* TASK DETAILS *
With the pictures removed, the data below must be transcribed in full and exactly.

BEGIN GIVEN RECORDS

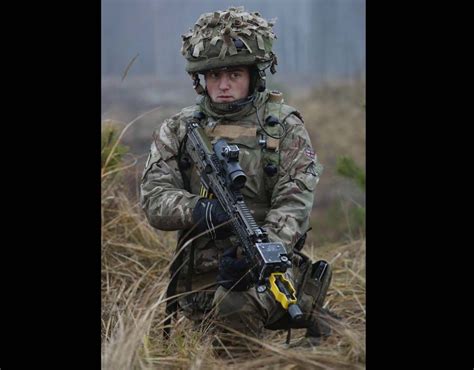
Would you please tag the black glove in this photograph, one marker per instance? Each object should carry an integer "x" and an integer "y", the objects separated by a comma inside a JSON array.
[
  {"x": 208, "y": 214},
  {"x": 234, "y": 273}
]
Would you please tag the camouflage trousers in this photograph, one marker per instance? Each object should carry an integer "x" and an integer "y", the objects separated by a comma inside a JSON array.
[{"x": 250, "y": 311}]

END GIVEN RECORDS

* YOUR RESPONSE *
Would you please tag the black glove in this photograph, one marker per instance? Each object should carry an integer "x" and an integer "y", the objects separated by a comma inside a JSON array.
[
  {"x": 208, "y": 214},
  {"x": 234, "y": 273}
]
Would you please tag the camouflage trousers in this photograph, one marker per instance? Each object should carry an integer "x" and an integer "y", the objects separated by a comma inside a JSON array.
[{"x": 250, "y": 311}]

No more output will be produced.